[Pointing and labeling entries]
★ ★ ★ ★ ★ ★ ★
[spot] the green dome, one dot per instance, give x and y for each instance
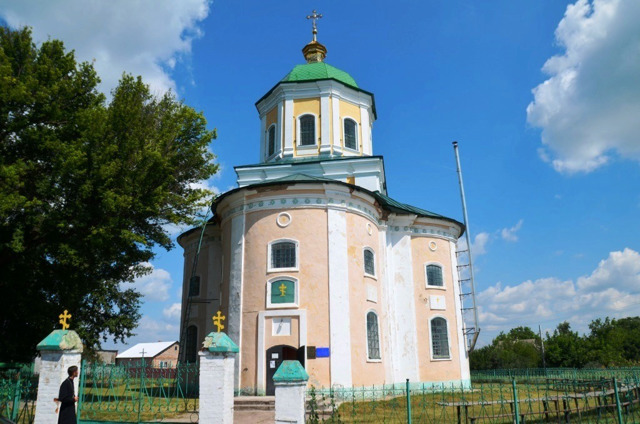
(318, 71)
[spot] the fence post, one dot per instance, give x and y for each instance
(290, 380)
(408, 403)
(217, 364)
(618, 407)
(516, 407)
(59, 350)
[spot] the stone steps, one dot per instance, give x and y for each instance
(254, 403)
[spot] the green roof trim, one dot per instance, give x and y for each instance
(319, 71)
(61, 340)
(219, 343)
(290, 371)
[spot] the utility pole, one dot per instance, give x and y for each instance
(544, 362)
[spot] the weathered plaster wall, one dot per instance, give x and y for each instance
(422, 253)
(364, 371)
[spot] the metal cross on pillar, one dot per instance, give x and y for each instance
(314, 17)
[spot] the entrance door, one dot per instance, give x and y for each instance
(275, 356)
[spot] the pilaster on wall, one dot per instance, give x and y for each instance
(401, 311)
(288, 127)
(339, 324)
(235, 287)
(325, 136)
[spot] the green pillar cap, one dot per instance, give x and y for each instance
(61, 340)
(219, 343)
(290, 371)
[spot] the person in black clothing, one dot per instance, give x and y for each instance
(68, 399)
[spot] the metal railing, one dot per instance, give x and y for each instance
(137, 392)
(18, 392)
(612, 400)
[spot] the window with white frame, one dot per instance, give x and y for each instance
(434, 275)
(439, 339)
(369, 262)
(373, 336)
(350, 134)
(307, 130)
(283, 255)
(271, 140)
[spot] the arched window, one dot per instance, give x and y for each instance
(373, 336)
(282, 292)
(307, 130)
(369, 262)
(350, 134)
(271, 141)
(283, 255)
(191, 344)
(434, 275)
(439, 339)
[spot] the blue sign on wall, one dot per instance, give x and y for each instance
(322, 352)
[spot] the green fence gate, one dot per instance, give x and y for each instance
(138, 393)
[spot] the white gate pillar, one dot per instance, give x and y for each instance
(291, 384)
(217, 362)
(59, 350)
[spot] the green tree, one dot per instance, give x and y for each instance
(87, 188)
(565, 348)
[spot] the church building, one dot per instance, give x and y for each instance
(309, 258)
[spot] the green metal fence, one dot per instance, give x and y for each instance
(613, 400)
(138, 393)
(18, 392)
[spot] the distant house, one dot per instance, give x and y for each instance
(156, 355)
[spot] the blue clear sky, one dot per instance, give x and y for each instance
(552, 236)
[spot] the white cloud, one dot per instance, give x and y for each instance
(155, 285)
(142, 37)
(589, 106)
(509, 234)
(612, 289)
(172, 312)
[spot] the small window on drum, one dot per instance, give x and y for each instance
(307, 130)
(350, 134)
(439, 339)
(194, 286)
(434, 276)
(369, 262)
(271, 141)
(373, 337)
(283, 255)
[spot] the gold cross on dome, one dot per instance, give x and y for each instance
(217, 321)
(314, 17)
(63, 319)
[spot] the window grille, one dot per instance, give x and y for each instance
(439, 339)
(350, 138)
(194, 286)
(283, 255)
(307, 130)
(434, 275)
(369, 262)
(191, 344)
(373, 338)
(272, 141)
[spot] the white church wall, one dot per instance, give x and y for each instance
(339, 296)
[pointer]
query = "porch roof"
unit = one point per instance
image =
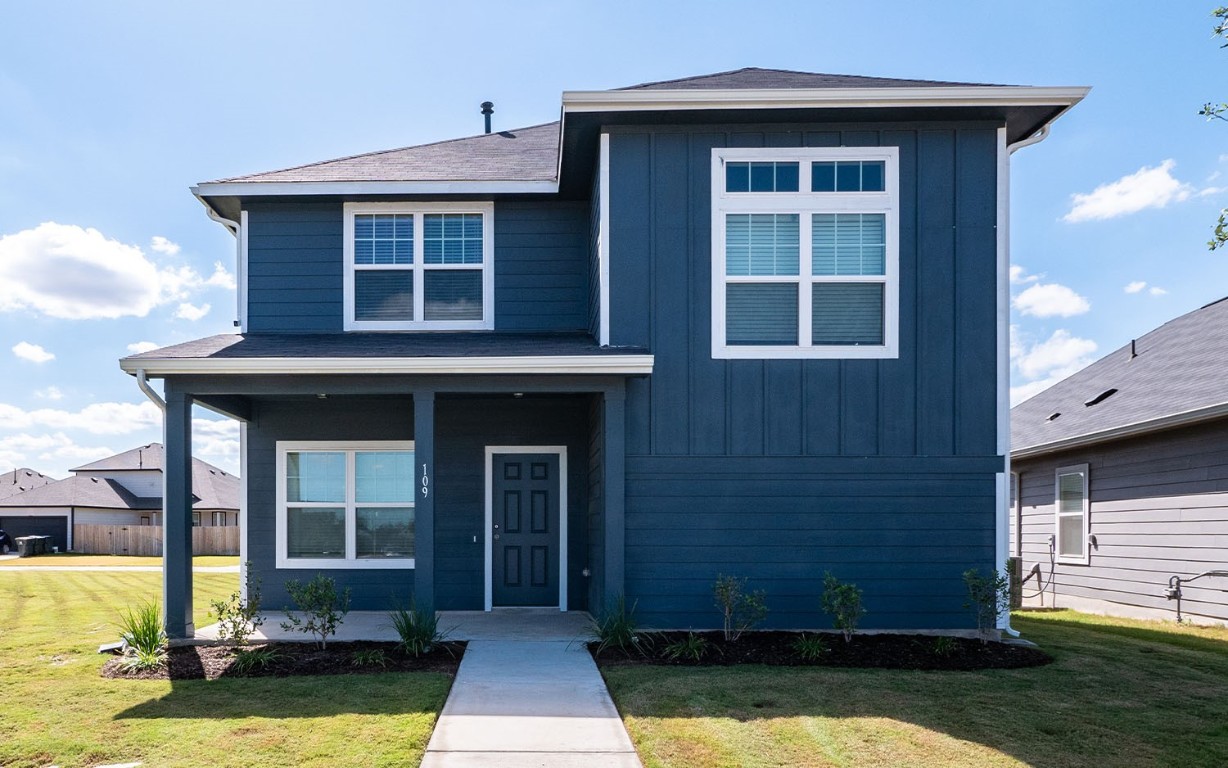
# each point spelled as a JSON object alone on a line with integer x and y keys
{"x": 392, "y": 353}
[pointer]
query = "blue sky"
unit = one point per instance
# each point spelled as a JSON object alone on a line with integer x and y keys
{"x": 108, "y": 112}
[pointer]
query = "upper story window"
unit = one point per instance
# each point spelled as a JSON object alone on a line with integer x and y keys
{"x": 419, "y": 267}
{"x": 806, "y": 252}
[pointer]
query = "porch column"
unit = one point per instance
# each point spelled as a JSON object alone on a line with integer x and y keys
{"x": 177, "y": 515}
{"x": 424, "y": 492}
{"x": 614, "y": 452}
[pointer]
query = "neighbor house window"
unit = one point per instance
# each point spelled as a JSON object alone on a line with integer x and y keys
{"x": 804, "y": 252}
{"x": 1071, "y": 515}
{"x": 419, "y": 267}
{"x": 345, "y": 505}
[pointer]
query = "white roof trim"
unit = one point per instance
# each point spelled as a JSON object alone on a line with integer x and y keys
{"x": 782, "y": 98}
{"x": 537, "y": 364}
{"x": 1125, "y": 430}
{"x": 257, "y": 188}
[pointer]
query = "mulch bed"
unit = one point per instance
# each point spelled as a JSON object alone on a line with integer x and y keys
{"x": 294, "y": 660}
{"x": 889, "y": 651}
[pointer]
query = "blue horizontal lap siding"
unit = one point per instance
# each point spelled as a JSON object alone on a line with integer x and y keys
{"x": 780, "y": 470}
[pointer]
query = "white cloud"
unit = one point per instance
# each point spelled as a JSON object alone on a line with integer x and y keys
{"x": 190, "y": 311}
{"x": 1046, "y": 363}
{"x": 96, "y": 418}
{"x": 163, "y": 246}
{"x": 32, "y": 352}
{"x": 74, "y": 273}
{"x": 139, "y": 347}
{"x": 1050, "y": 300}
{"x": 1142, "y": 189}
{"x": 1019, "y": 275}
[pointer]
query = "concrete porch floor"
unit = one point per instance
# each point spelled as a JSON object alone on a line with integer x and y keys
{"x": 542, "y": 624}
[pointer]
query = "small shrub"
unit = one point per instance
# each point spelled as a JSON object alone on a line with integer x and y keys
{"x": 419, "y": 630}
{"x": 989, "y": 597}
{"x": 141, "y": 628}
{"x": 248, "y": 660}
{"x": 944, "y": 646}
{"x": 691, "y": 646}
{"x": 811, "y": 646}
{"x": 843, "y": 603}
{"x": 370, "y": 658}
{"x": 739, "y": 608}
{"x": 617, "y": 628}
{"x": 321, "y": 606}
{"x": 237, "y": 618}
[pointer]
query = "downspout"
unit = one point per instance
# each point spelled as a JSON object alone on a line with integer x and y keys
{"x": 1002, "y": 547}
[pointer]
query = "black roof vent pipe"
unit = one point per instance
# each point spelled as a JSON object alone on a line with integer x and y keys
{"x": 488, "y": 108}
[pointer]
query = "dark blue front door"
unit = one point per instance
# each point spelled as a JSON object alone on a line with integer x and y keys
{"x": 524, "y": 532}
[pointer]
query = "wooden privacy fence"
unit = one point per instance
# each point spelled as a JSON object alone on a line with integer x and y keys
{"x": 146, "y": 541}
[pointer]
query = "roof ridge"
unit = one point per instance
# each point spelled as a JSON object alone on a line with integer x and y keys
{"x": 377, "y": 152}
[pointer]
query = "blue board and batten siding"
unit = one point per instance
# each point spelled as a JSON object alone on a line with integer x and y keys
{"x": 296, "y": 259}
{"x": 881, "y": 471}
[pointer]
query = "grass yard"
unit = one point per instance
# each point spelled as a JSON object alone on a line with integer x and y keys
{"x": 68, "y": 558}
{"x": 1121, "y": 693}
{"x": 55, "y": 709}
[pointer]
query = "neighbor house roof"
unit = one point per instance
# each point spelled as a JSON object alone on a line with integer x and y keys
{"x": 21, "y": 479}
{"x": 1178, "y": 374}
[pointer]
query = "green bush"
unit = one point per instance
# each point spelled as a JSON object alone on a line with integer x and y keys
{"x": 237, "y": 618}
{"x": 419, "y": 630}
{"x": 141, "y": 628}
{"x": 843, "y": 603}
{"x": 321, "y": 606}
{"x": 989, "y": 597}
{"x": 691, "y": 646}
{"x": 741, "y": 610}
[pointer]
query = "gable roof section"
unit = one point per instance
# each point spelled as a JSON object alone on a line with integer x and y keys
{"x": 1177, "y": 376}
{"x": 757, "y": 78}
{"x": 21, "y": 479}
★ ★ ★ ★ ★ ★ ★
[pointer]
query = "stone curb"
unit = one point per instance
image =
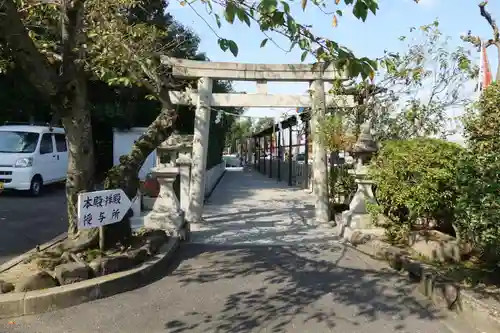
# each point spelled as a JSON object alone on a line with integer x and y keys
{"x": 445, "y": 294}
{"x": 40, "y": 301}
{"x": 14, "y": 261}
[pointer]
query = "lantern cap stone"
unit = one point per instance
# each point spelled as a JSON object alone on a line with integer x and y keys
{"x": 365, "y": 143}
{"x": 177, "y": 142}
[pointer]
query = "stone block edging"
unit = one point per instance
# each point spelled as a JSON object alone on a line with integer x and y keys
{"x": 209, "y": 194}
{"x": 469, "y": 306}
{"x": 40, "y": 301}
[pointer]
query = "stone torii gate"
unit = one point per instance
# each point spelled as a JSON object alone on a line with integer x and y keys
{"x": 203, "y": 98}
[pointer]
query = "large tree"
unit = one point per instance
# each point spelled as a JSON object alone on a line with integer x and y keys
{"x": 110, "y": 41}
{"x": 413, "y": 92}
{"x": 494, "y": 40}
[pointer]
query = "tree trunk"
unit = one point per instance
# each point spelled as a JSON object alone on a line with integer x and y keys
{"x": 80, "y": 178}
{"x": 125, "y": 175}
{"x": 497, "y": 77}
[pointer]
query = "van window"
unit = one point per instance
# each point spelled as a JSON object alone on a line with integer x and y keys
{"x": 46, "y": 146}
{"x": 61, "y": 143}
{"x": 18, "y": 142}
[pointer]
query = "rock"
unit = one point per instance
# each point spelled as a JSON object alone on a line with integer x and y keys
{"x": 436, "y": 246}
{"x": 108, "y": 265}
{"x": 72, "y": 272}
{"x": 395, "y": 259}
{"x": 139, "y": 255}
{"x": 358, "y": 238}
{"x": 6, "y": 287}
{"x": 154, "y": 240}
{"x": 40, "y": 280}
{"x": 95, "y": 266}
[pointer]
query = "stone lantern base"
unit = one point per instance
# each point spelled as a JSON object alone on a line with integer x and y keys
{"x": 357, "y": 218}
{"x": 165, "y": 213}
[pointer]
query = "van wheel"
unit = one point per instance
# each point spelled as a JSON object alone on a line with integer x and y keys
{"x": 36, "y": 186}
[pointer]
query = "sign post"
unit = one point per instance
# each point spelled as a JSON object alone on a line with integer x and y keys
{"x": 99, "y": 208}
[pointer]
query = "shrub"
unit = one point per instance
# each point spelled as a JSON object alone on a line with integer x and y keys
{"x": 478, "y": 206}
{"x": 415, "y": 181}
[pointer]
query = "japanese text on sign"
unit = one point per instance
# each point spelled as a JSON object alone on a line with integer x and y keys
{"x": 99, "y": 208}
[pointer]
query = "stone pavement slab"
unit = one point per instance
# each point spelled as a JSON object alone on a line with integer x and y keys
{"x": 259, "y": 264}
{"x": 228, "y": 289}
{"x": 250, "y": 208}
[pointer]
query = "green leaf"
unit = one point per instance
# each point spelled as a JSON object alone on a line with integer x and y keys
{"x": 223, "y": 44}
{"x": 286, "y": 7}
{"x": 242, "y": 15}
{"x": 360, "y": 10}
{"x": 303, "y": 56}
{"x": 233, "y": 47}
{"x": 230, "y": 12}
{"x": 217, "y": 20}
★ ★ ★ ★ ★ ★ ★
Copy out each line above that contains the string "church".

[Exercise result]
[spot] the church building, one dot per instance, give x and y for each instance
[spot] the white church wall, one dot per instance, give x and y for each instance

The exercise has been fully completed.